Copy the material below word for word, from the line that contains "Task: Find the woman" through the end, and leave the pictures out of your answer.

________________

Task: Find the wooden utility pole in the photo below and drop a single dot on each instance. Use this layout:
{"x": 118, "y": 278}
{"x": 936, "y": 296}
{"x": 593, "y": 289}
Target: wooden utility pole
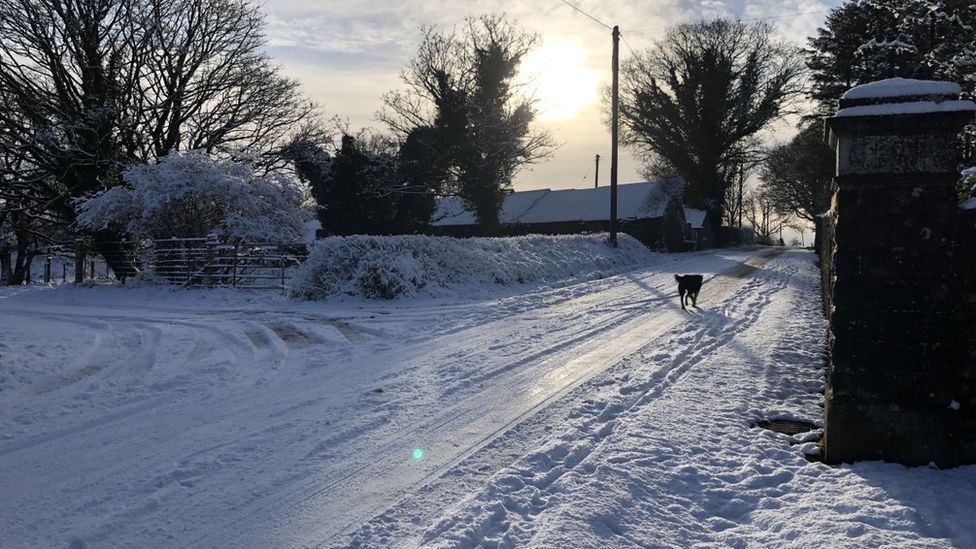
{"x": 613, "y": 138}
{"x": 596, "y": 179}
{"x": 742, "y": 177}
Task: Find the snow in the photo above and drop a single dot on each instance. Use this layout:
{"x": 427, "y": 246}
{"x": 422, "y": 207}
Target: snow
{"x": 634, "y": 201}
{"x": 191, "y": 195}
{"x": 586, "y": 414}
{"x": 902, "y": 87}
{"x": 695, "y": 218}
{"x": 388, "y": 267}
{"x": 917, "y": 107}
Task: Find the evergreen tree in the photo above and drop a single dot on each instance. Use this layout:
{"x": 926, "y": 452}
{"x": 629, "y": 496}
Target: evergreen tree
{"x": 461, "y": 87}
{"x": 867, "y": 40}
{"x": 696, "y": 101}
{"x": 797, "y": 176}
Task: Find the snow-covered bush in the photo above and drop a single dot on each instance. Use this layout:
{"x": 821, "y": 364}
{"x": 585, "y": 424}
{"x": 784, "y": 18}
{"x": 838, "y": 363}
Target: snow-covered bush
{"x": 189, "y": 194}
{"x": 387, "y": 267}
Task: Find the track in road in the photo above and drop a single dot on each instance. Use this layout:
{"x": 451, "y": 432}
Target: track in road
{"x": 319, "y": 453}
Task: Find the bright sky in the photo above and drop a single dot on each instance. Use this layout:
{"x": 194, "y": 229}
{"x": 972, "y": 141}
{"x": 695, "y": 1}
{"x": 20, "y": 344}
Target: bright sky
{"x": 348, "y": 53}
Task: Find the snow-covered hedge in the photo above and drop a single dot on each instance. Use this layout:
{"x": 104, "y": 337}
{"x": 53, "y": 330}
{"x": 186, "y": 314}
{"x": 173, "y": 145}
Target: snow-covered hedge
{"x": 378, "y": 267}
{"x": 190, "y": 194}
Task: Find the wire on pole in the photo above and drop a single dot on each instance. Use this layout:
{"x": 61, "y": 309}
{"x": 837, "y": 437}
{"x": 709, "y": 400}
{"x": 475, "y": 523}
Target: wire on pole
{"x": 577, "y": 8}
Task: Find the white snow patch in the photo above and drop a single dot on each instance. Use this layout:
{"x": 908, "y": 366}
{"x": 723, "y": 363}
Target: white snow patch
{"x": 917, "y": 107}
{"x": 634, "y": 201}
{"x": 902, "y": 87}
{"x": 378, "y": 267}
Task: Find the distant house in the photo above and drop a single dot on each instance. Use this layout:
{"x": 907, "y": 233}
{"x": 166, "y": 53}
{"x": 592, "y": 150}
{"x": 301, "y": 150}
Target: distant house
{"x": 698, "y": 232}
{"x": 647, "y": 211}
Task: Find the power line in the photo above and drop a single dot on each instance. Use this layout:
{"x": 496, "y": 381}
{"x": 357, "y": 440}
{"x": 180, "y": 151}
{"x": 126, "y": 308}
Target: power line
{"x": 749, "y": 20}
{"x": 624, "y": 38}
{"x": 577, "y": 8}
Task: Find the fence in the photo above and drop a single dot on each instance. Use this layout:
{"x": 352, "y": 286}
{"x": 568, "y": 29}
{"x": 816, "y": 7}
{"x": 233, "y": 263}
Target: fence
{"x": 203, "y": 262}
{"x": 183, "y": 261}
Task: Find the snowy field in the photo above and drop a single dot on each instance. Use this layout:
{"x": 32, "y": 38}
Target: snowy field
{"x": 590, "y": 414}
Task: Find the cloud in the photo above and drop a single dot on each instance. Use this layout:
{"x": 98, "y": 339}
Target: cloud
{"x": 348, "y": 53}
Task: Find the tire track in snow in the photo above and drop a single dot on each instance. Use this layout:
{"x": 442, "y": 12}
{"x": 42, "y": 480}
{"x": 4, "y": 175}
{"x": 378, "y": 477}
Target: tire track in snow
{"x": 654, "y": 326}
{"x": 503, "y": 512}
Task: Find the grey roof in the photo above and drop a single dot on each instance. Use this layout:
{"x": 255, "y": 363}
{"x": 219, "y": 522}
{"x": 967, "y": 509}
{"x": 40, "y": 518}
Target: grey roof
{"x": 645, "y": 200}
{"x": 695, "y": 218}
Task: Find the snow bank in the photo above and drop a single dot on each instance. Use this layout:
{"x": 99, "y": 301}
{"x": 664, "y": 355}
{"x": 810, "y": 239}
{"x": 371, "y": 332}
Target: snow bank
{"x": 378, "y": 267}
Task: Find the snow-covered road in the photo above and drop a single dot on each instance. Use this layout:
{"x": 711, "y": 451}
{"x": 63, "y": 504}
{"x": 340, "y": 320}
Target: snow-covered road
{"x": 155, "y": 418}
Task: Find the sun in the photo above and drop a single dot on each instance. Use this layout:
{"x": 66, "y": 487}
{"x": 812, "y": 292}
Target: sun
{"x": 556, "y": 76}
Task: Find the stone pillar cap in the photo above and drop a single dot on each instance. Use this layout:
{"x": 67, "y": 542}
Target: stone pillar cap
{"x": 902, "y": 88}
{"x": 903, "y": 96}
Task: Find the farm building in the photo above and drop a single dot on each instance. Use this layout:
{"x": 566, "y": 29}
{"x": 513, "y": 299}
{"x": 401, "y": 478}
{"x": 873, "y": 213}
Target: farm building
{"x": 648, "y": 211}
{"x": 698, "y": 233}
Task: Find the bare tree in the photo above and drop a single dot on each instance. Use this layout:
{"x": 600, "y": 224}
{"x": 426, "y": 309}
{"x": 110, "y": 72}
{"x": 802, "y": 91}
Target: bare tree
{"x": 761, "y": 213}
{"x": 698, "y": 99}
{"x": 91, "y": 86}
{"x": 797, "y": 176}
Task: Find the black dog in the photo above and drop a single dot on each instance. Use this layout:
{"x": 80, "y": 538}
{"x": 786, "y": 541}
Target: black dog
{"x": 689, "y": 286}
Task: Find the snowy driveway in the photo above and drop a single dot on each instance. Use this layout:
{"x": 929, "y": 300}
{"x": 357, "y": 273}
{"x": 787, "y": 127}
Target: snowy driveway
{"x": 152, "y": 418}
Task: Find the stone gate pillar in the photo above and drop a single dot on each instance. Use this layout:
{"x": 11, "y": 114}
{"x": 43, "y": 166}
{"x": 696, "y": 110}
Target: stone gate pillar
{"x": 894, "y": 349}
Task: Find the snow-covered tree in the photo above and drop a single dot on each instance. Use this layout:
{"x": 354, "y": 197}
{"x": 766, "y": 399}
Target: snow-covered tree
{"x": 190, "y": 194}
{"x": 696, "y": 101}
{"x": 461, "y": 86}
{"x": 797, "y": 176}
{"x": 368, "y": 186}
{"x": 90, "y": 87}
{"x": 867, "y": 40}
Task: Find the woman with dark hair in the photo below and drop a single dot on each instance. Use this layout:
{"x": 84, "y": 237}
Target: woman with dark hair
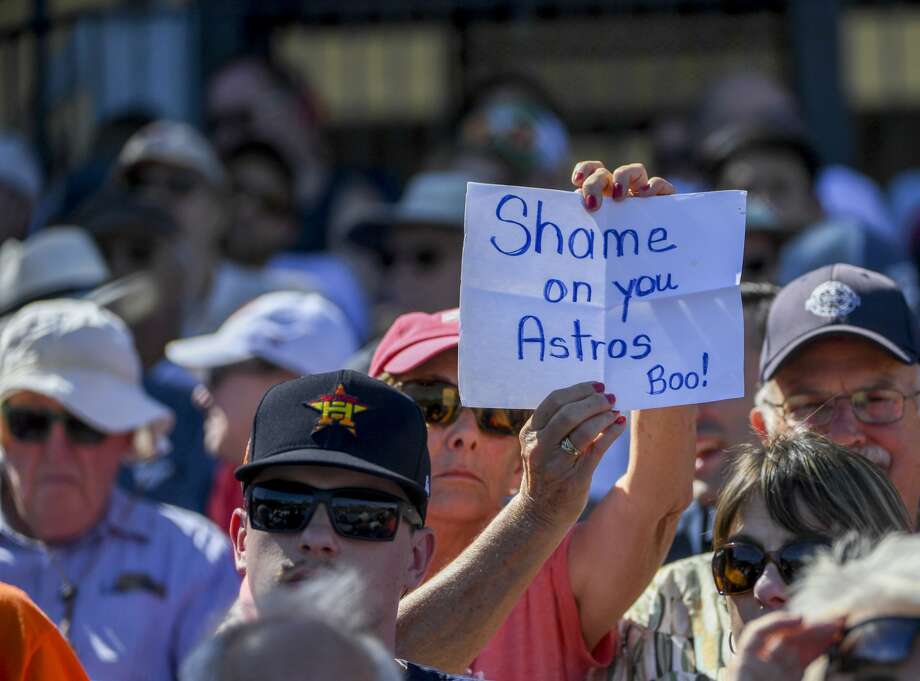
{"x": 782, "y": 502}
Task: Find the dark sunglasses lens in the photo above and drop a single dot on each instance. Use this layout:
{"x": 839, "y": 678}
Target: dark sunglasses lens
{"x": 881, "y": 642}
{"x": 276, "y": 511}
{"x": 439, "y": 402}
{"x": 794, "y": 557}
{"x": 736, "y": 568}
{"x": 27, "y": 425}
{"x": 365, "y": 519}
{"x": 501, "y": 421}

________________

Worked answer.
Task: Find the woman with dark hair in the photo below and drop a single dot on each instance. Use this layout:
{"x": 84, "y": 237}
Target: woman with dark hair
{"x": 782, "y": 502}
Task: Find the dark sunglasses lens in the photo above and drop a single dot on each instance. Use this layout:
{"x": 839, "y": 678}
Target: dark sunglasses lens
{"x": 881, "y": 642}
{"x": 276, "y": 511}
{"x": 439, "y": 402}
{"x": 794, "y": 557}
{"x": 736, "y": 568}
{"x": 27, "y": 425}
{"x": 365, "y": 519}
{"x": 501, "y": 421}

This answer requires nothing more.